*PROBLEM TO WORK ON*. Skip all lines in the entries below that come before the one containing "Audit instructions — the first annotator's boxes for grazing". Repeat that line and the rest exactly.

Start of EXERCISE INPUT

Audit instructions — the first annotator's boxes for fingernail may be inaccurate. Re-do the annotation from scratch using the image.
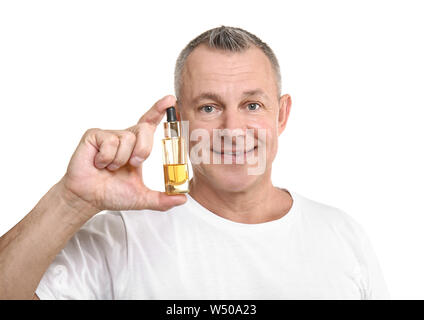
[130,156,144,167]
[108,164,119,170]
[96,161,107,169]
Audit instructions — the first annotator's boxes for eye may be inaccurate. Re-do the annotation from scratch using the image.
[200,105,215,113]
[247,103,261,111]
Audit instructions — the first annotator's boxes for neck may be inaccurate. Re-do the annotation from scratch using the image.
[188,172,293,224]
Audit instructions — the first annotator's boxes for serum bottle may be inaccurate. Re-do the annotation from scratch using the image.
[162,106,189,195]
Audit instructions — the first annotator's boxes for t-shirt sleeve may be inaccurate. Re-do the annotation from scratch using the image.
[346,215,391,300]
[35,211,128,300]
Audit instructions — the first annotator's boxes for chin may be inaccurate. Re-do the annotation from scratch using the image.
[205,164,261,193]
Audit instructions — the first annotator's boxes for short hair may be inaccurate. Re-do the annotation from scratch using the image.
[174,25,282,100]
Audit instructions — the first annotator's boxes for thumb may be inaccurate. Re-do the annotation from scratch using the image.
[141,189,188,211]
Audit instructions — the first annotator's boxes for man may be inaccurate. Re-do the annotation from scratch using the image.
[0,26,389,299]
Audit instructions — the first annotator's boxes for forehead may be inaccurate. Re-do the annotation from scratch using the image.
[181,44,277,100]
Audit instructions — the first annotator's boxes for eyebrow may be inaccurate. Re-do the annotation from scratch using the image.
[192,89,269,105]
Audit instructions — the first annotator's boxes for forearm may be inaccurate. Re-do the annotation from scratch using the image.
[0,179,100,299]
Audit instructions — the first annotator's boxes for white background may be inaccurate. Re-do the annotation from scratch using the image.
[0,0,423,299]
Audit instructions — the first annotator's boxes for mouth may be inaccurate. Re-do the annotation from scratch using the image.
[211,146,258,156]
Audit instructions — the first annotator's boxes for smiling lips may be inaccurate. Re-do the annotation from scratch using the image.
[212,146,258,156]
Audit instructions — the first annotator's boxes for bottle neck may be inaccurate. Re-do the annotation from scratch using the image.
[164,121,180,138]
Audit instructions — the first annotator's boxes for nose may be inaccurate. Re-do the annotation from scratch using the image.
[217,109,247,147]
[222,109,246,132]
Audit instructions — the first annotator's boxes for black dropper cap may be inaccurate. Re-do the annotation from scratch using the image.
[166,106,177,122]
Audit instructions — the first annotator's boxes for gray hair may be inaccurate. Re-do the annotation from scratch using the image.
[174,25,282,100]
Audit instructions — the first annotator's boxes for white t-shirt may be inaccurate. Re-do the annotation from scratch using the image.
[35,189,390,300]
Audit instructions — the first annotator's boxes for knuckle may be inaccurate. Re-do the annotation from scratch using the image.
[135,122,148,133]
[84,127,100,138]
[126,125,137,135]
[136,147,150,160]
[122,130,136,143]
[132,123,142,134]
[107,134,120,146]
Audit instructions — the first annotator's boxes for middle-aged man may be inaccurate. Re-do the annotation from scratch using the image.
[0,26,389,299]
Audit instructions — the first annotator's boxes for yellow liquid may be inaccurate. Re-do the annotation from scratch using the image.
[163,163,189,194]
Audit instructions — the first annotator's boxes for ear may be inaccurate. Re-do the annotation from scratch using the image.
[278,94,292,136]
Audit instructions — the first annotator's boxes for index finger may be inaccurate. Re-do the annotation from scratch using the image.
[125,95,177,167]
[137,95,177,126]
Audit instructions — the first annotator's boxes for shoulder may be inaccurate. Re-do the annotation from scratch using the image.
[291,191,373,264]
[292,191,365,237]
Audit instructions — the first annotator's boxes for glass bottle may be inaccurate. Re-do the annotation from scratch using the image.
[162,106,189,195]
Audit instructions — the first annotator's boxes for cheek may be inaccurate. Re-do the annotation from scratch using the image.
[247,118,277,139]
[247,119,278,159]
[187,125,212,154]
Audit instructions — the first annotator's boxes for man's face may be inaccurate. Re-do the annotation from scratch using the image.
[177,44,291,192]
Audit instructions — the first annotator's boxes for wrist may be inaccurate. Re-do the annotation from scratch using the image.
[53,177,101,222]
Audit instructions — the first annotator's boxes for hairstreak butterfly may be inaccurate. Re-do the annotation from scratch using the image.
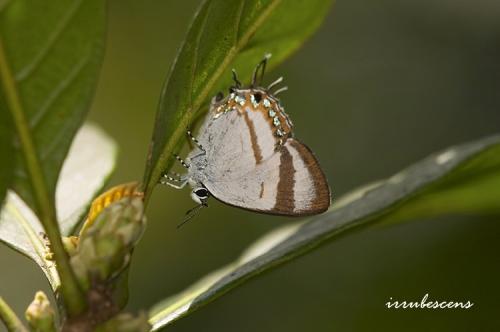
[161,55,331,225]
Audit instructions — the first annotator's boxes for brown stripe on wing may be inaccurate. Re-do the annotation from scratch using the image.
[289,139,330,213]
[241,110,263,163]
[273,146,296,213]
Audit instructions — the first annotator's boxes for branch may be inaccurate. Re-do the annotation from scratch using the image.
[0,297,28,332]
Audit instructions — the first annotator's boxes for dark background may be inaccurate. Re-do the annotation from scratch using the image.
[1,0,500,331]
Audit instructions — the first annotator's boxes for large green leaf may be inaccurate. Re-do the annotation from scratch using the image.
[0,190,59,288]
[149,134,500,330]
[0,98,13,207]
[0,0,106,211]
[143,0,334,199]
[0,123,117,290]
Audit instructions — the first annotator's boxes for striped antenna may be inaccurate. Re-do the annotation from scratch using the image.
[252,53,272,87]
[232,69,242,88]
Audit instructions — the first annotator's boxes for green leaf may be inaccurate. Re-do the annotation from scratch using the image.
[0,0,106,211]
[142,0,334,200]
[0,98,13,207]
[149,134,500,330]
[0,190,60,289]
[0,124,117,290]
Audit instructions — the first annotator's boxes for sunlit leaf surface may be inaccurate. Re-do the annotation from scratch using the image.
[0,124,117,288]
[56,124,117,235]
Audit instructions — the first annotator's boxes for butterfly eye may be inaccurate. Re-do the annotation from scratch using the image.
[194,188,209,199]
[191,187,209,205]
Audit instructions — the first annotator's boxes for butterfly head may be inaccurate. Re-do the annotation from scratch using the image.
[190,186,210,205]
[210,56,294,147]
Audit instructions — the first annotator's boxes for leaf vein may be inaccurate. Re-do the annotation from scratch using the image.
[189,1,212,108]
[234,0,246,43]
[30,51,91,129]
[14,0,84,82]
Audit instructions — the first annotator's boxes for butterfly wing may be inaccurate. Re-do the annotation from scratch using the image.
[203,136,331,216]
[192,104,281,179]
[191,95,330,216]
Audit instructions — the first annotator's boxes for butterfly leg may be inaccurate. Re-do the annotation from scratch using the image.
[187,130,205,153]
[174,154,190,169]
[165,150,197,186]
[160,172,188,189]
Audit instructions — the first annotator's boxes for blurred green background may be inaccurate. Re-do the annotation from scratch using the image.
[2,0,500,331]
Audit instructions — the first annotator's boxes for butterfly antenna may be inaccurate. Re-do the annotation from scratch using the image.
[177,203,208,229]
[232,69,242,88]
[252,53,272,87]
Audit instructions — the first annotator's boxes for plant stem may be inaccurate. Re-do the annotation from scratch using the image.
[0,297,29,332]
[0,38,87,316]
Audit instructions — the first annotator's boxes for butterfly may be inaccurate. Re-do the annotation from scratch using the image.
[161,55,331,225]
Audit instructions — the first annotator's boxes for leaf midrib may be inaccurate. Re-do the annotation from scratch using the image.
[5,200,60,289]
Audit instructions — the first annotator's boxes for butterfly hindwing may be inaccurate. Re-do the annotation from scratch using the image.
[203,137,330,216]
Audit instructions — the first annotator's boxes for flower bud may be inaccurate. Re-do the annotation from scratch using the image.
[25,291,56,332]
[70,197,145,289]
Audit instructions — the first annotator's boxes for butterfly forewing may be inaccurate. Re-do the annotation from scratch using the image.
[195,108,261,179]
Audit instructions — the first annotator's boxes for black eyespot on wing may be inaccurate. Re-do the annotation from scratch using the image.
[253,92,262,103]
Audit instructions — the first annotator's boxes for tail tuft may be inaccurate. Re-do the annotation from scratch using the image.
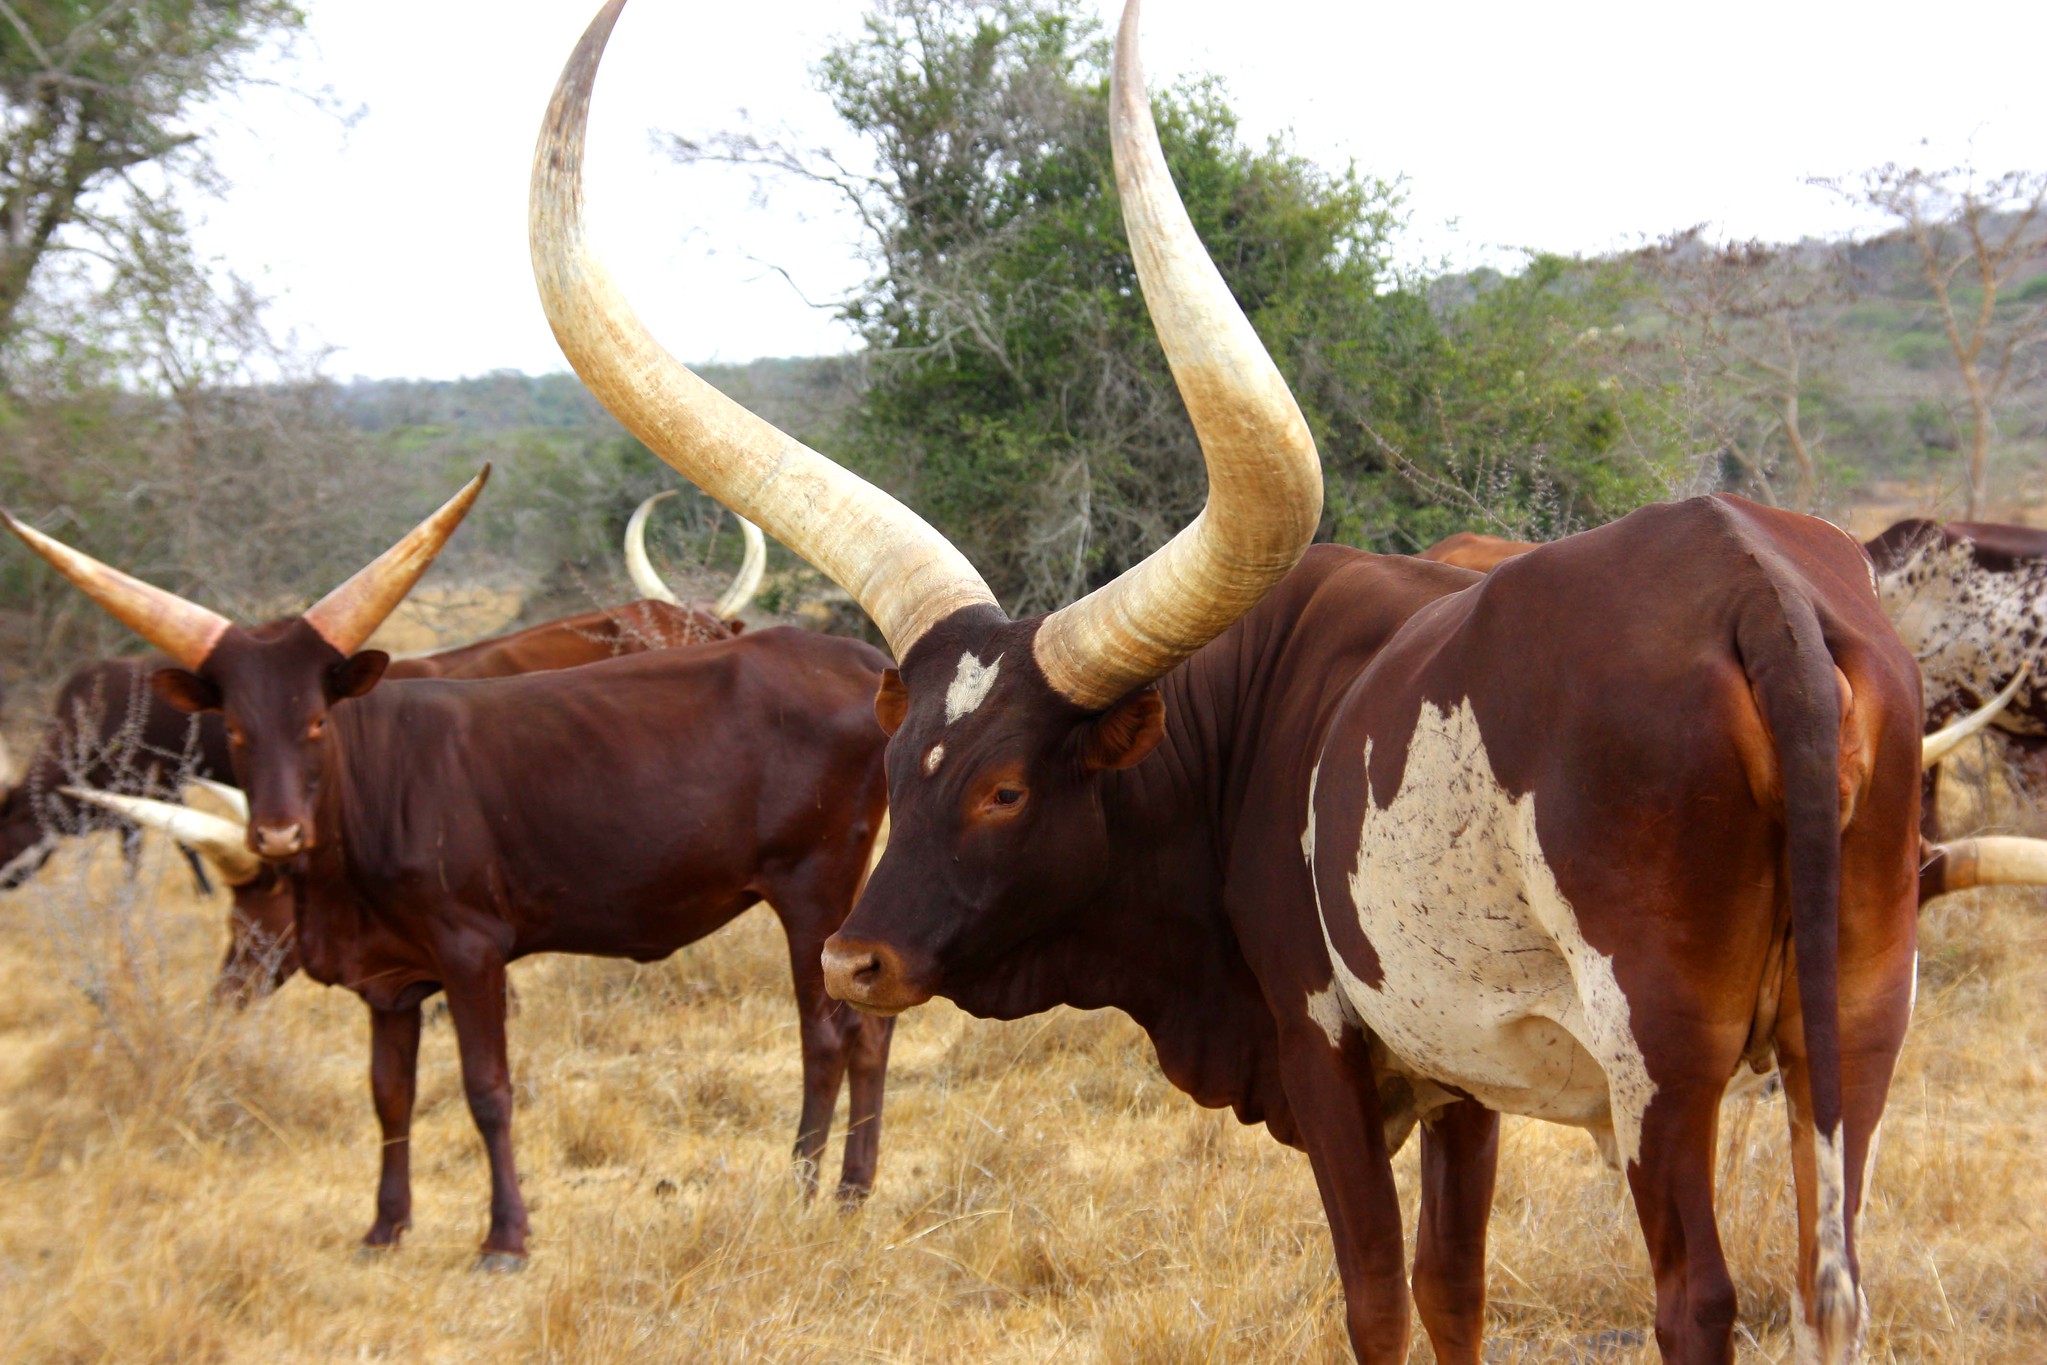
[1809,1124,1862,1364]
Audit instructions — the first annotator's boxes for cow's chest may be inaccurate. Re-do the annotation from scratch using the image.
[1305,697,1657,1164]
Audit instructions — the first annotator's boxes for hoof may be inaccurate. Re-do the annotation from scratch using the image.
[834,1184,873,1212]
[354,1243,397,1263]
[473,1250,528,1274]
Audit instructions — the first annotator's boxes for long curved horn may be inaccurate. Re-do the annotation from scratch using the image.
[1922,835,2047,898]
[2,513,231,669]
[302,467,491,656]
[713,515,767,619]
[61,786,261,885]
[530,0,994,661]
[623,491,684,606]
[1028,0,1323,708]
[184,776,249,824]
[1923,665,2029,769]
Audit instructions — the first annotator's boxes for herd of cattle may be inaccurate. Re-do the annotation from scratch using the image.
[0,2,2041,1361]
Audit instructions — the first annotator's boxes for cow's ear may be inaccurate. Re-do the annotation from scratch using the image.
[875,669,909,736]
[328,650,389,702]
[151,667,221,714]
[1083,688,1166,772]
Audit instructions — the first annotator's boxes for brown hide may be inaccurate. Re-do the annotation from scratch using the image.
[195,627,892,1259]
[0,599,713,894]
[1415,531,1540,573]
[827,496,1920,1363]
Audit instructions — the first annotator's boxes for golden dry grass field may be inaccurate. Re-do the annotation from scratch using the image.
[0,760,2041,1363]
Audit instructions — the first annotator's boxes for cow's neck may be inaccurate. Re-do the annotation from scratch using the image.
[1015,606,1304,1140]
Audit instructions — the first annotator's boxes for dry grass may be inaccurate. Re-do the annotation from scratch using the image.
[0,811,2041,1364]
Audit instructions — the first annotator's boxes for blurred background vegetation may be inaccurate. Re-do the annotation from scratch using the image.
[0,0,2042,691]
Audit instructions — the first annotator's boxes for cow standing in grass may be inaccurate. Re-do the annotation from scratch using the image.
[4,474,895,1266]
[0,490,759,890]
[533,3,1924,1360]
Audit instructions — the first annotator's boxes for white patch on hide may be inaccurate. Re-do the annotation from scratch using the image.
[923,743,945,776]
[1878,540,2047,738]
[945,652,1002,724]
[1304,984,1350,1049]
[1313,697,1659,1166]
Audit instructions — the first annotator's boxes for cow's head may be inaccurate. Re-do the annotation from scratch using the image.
[4,471,486,861]
[532,0,1320,1017]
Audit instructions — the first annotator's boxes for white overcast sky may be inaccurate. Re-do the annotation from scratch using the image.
[188,0,2047,381]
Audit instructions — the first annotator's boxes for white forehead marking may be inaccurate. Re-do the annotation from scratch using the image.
[923,743,945,776]
[1308,696,1657,1165]
[945,652,1002,724]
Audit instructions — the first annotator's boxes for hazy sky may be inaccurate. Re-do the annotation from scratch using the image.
[189,0,2047,381]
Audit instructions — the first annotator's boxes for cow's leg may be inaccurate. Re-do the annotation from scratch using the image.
[361,1001,423,1251]
[1625,1082,1738,1365]
[1277,1024,1412,1364]
[443,955,528,1266]
[837,1010,895,1202]
[1773,923,1914,1365]
[774,910,853,1199]
[1412,1098,1499,1365]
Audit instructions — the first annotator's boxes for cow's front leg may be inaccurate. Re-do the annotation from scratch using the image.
[361,1001,422,1252]
[1412,1097,1499,1365]
[1277,1016,1412,1363]
[778,915,853,1199]
[837,1009,895,1203]
[443,954,528,1267]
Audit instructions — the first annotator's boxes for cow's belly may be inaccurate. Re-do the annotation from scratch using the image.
[1307,697,1658,1164]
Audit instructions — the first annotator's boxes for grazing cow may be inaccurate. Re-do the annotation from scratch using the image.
[4,478,896,1263]
[0,655,235,889]
[0,489,751,887]
[1862,519,2047,808]
[533,3,1921,1360]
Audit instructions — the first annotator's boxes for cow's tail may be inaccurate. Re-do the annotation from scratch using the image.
[1738,591,1859,1365]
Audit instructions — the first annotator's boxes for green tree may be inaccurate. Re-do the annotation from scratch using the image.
[681,0,1675,603]
[0,0,306,364]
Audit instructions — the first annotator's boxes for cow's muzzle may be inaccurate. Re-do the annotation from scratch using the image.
[250,821,307,860]
[821,934,934,1016]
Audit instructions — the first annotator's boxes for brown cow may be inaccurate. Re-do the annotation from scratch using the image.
[534,4,1920,1360]
[5,476,896,1265]
[0,489,744,889]
[1423,518,2047,846]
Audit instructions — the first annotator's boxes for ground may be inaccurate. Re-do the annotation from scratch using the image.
[0,754,2040,1363]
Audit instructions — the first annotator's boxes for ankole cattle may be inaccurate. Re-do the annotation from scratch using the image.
[534,2,1922,1360]
[0,489,753,890]
[4,475,895,1265]
[1424,520,2047,848]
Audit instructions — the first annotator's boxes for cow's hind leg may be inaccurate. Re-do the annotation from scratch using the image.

End of EXERCISE INPUT

*OUTPUT FOR THIS TASK*.
Audit instructions — the first annotator's boxes for grazing cow may be inaccurate. Re-do the annotation from scratch using the image.
[4,478,896,1263]
[0,655,235,889]
[0,489,751,887]
[1862,519,2047,808]
[533,3,1921,1360]
Audit instructions — the first annotator's boxes for cow's tail may be inaccurate. Re-do the annotation from scratch using the image.
[1738,591,1859,1365]
Audit instructions — the first annotator's boxes for green tree may be inaccurate. Re-do the annotation from scratch using the image.
[681,0,1675,603]
[0,0,306,364]
Audit instructions — the first annotator's boxes for cow's muzzle may be inaccurate. Re-do the annotation from scratch using the image.
[250,821,307,860]
[821,934,934,1016]
Audit instructions — the first annotator's boxes for brown cow may be inaccurate. Re-do the annotation from scratch using the image.
[534,4,1920,1360]
[5,476,896,1265]
[0,489,744,889]
[1423,518,2047,846]
Audit instructions — the first annotator's boxes for ground may be inaccurate. Re-do the annotation from scratch using the image.
[0,754,2040,1363]
Audit instructions — the first annotator's boxes for ankole cattle may be inaccurate. Re-do the annotation from scratch using the image.
[534,2,1922,1360]
[0,489,753,890]
[4,475,895,1265]
[1424,520,2047,848]
Audit instructions — the first annotator's boxes for cow's hind leg may be inaccurate. Re-do the annotation from scratch using the image.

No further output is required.